* **ЧТО СДЕЛАТЬ**
1) Выпишите из текста о Костроме отрывок от слов «Не покинула при» до слов «Статус ее выше.» включительно.
2) Ответьте по тексту о Костроме, каждый ответ с новой строки под той же буквой:
(а) Каким припевом заканчивалась каждая строфа в одной из похоронных песен, обращенных к Костроме?
(б) Что означает старинное слово «выдыбай»?
(в) Какую форму этой фигуры Пропп считает исконной?
3) Переведите на английский предложение из текста о Костроме: «Но Кострома, хотя и близка по обрядности и содержанию к проводам русалки, не русалка».

#### ТЕКСТ ####

Уж ты свет моя Кострома,
Государыня Костромушка была,
Не Костромушка, кумушка моя!
Не покинула при нужди ты меня,
При нужди, при старости.
(Соколов 1908: 24)
Но Кострома, хотя и близка по обрядности и содержанию к проводам русалки, не русалка. Статус ее выше.
В одной из похоронных песен, обращенных к Костроме, каждая строфа заканчивалась припевом: «Выдыбай, боже!» Старинное слово «выдыбай» означает 'поднимайся', 'выбирайся (из воды)' — от того же корня, что и слова «дыбом», «на дыбы», «дыба»). Обращение «боже» указывает на божественный статус «Костромы» и совпадает с летописным обращением к Перуну. Поскольку это чрезвычайно важная деталь, а информация 150-летней давности принадлежит И. П. Сахарову (Сахаров 1849: кн. 7, часть 2), автору не очень надежному, существенно, что в данном случае он сослался на источник (Северная Пчела 1842, № 267 — Похороны 1842). Божественный ранг утопляемого персонажа — резкое отличие от тех обрядов, которые рассматривались до сих пор: русалку, Мару, ведьму, сказочную царицу к божествам не причисляли.
Слово «боже» (звательный падеж от «бог») указывает также на мужской пол божества. Ко времени этнографических записей сами участники обрядов трактовали Кострому то как мужчину, то как женщину, но поскольку грамматическое оформление этого имени, хотя и допустимое для мужского рода (первое склонение), все же более типично для слов женского рода, то из этого могло проистекать переосмысление Костромы в женщину, трактовка же чучела как мужского персонажа выглядит ныне немотивированной и должна быть признана исконной. Пропп (1963: 133) так и пишет: «Нет никаких сомнений, что исконная форма этой фигуры — мужская».

#### ИСХОДНЫЕ СВЕДЕНИЯ ####

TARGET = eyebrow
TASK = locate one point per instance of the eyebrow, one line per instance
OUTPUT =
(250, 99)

####

* **ОТВЕТЫ**
1)
Не покинула при нужди ты меня,
При нужди, при старости.
(Соколов 1908: 24)
Но Кострома, хотя и близка по обрядности и содержанию к проводам русалки, не русалка. Статус ее выше.

2)
(а) «Выдыбай, боже!»
(б) 'Поднимайся', 'выбирайся (из воды)'.
(в) Мужскую.

3) But Kostroma, though close in ritual and content to the send-off of the rusalka, is not a rusalka.